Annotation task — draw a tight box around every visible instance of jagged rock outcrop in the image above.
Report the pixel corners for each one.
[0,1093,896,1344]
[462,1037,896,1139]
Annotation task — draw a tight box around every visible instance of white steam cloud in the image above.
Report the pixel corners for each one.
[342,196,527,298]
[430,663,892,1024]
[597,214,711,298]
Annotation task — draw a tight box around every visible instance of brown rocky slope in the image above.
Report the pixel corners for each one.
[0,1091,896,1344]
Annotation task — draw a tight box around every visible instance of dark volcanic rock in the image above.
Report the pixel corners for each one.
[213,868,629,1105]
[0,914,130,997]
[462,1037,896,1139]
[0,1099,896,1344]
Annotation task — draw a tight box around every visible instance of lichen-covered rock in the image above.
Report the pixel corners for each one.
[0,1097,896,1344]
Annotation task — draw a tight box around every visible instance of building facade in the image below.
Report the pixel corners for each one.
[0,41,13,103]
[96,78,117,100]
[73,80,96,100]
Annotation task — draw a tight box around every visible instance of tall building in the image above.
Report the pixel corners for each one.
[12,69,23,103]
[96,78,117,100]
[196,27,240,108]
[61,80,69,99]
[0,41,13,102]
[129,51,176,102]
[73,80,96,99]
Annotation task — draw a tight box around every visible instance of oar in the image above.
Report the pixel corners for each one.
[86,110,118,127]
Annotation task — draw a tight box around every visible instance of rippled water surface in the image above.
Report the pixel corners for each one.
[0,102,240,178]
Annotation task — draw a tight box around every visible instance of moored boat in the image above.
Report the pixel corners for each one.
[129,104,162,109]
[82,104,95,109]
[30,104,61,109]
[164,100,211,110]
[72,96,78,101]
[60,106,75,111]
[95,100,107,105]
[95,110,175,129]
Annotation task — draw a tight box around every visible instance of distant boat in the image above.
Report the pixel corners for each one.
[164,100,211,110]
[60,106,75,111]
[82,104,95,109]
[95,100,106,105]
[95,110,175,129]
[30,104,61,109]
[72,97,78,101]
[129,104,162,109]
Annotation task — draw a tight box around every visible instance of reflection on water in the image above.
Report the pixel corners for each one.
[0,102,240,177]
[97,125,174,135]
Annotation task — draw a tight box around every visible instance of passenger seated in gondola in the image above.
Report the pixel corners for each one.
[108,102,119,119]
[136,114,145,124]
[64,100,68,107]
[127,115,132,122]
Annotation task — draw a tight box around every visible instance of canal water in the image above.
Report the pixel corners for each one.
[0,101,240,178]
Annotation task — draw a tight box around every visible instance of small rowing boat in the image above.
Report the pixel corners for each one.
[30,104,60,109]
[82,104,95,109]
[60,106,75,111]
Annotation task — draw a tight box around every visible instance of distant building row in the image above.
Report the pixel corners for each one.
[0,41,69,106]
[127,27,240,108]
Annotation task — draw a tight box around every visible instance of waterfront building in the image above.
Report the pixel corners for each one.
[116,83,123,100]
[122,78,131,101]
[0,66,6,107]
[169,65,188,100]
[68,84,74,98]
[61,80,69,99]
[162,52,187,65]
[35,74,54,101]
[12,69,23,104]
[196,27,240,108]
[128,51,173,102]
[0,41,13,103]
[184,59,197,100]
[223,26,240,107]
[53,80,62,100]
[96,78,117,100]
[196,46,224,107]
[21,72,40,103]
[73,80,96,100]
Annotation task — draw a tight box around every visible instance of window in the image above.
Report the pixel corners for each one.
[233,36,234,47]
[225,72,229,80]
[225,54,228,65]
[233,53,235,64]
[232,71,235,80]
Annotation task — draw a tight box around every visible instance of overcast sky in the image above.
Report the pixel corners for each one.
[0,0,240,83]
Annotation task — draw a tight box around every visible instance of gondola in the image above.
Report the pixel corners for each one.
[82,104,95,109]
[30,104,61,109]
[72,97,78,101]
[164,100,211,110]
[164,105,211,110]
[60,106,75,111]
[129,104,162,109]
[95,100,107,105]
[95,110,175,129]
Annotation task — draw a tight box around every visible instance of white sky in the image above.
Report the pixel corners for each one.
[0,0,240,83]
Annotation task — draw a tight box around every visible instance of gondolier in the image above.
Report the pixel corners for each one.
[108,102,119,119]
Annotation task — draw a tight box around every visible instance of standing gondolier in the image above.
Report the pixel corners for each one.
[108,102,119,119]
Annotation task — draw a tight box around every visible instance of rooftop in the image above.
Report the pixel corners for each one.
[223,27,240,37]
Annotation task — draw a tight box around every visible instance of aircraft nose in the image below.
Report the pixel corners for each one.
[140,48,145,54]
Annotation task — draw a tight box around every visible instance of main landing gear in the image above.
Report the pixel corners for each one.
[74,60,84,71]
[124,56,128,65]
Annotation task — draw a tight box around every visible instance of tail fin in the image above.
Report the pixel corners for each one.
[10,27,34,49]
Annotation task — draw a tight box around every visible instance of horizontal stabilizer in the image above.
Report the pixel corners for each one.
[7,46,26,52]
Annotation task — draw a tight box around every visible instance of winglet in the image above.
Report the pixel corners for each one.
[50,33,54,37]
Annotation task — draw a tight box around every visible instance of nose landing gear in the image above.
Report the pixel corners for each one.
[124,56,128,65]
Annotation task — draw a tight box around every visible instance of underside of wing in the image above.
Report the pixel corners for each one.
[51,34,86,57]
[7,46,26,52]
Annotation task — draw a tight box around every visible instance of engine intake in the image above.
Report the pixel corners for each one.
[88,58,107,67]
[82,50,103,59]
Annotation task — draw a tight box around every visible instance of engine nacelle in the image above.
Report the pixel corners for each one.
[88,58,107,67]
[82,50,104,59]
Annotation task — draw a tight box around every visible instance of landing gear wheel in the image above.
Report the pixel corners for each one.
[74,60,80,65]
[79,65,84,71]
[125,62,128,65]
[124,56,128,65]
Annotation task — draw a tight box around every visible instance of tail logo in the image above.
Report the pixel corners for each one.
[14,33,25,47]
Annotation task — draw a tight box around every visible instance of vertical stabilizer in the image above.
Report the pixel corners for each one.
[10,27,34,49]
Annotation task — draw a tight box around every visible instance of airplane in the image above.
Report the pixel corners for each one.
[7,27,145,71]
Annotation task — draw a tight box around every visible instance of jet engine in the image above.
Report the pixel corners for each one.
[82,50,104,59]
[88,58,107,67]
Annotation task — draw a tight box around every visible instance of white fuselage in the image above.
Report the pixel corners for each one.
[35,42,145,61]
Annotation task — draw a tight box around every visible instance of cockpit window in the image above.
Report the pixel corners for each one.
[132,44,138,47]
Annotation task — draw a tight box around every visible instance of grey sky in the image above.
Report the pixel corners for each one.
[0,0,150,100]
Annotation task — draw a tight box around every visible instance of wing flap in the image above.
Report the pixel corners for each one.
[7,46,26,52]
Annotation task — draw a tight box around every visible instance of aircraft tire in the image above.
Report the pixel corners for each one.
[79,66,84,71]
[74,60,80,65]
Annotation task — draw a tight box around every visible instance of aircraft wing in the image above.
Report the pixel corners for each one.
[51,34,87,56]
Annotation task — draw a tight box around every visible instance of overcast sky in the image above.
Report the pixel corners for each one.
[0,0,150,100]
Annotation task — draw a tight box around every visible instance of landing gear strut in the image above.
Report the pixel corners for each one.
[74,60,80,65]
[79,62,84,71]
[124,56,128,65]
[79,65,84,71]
________________________
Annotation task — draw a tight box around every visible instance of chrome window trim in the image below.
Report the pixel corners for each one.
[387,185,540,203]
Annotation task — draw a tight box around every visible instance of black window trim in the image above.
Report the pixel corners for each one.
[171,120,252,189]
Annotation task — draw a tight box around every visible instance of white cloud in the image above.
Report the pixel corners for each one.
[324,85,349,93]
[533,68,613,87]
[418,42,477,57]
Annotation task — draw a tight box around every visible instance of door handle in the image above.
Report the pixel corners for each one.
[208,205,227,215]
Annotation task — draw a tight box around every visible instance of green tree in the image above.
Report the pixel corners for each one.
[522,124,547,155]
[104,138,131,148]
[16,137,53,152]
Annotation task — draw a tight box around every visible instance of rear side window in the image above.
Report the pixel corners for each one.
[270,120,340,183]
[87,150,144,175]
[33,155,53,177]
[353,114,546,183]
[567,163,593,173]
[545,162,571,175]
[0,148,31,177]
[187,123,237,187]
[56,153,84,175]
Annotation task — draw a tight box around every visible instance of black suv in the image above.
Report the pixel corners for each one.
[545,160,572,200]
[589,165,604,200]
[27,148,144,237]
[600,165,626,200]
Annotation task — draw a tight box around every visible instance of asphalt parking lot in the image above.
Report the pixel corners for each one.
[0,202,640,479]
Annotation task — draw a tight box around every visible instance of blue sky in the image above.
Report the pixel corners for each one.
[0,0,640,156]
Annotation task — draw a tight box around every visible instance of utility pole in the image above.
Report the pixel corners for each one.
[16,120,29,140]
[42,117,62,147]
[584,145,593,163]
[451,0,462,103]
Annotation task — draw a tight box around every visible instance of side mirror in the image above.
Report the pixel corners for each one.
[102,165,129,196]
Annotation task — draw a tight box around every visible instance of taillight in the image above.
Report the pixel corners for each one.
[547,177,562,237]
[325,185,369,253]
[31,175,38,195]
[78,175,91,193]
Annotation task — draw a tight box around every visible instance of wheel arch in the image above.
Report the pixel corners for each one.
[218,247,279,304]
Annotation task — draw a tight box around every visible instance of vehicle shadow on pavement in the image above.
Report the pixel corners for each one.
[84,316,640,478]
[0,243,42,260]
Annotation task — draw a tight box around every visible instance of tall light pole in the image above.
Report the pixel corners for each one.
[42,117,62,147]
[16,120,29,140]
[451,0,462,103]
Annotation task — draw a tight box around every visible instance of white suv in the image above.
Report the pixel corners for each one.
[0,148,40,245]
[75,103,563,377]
________________________
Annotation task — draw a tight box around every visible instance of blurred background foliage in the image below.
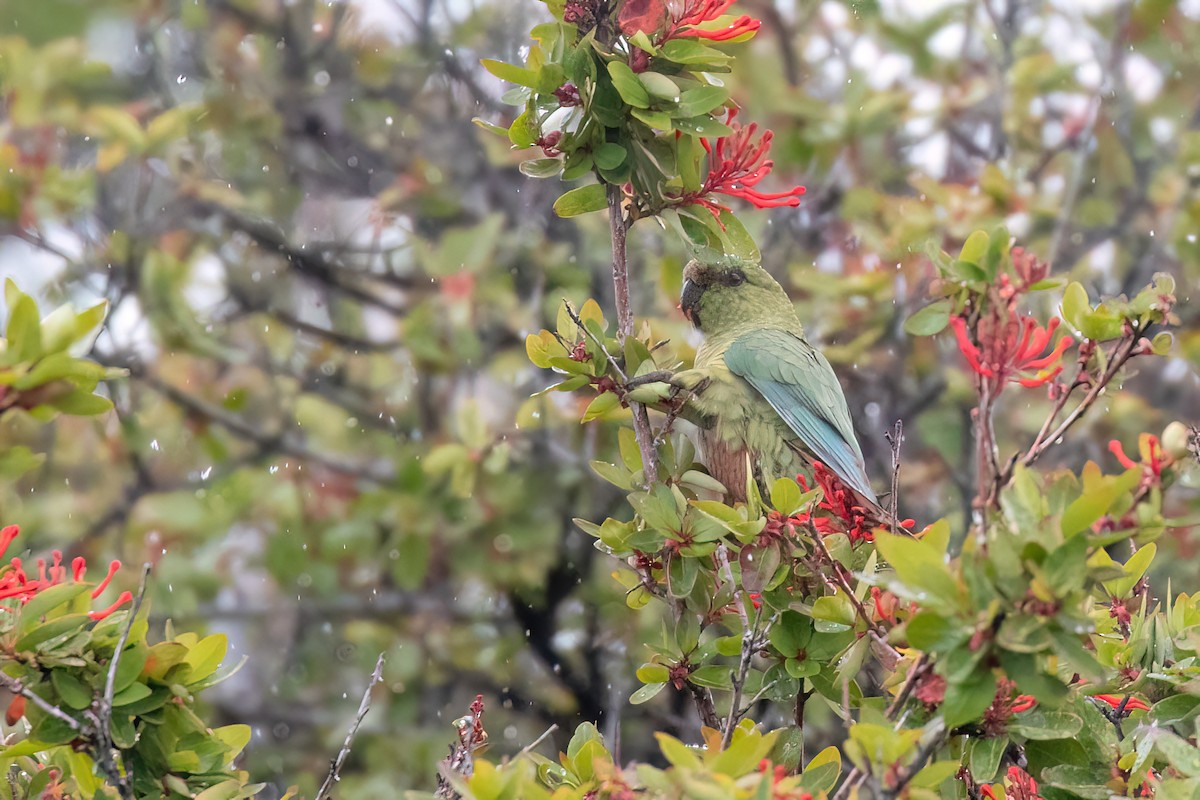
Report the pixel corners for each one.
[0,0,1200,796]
________________________
GIVEN TASK - Render the material from the line containing "white cloud in the image above." through the line containing "[600,165,626,200]" as a Markdown table with the columns Row and Line, numbering each line and leaving out blank lines.

FULL OUTPUT -
| Row | Line |
|---|---|
| 1 | Annotation task — draw a tight box around every visible instance of white cloud in the image above. |
| 2 | Report the pixel corners for each one. |
| 3 | [324,85,349,93] |
| 4 | [533,68,613,87] |
| 5 | [418,42,477,57] |
| 6 | Annotation task — draw a tight box around every visible instance of door handle in the image above. |
| 7 | Report the pixel corners for each one. |
| 8 | [208,205,227,215] |
| 9 | Annotation task — draw a tight box around every visible instance of green tree in the image above. |
| 10 | Report the pixel corners for each one. |
| 11 | [522,124,547,155] |
| 12 | [104,138,131,148] |
| 13 | [16,137,53,152] |
| 14 | Annotation task — draw a tight box around every visible instance of rear side window in the image above. |
| 15 | Report the pixel corners for each one. |
| 16 | [270,120,340,183] |
| 17 | [87,150,144,175] |
| 18 | [33,155,53,177] |
| 19 | [353,114,546,183] |
| 20 | [567,163,593,173] |
| 21 | [545,162,571,175] |
| 22 | [0,148,31,177] |
| 23 | [187,123,237,187] |
| 24 | [56,153,84,175] |
| 25 | Annotation task — draw a tight box around every visible instance of black suv in the image above. |
| 26 | Report the pixel corners for each one. |
| 27 | [545,160,572,200] |
| 28 | [589,165,604,200] |
| 29 | [27,148,144,237] |
| 30 | [600,165,626,200] |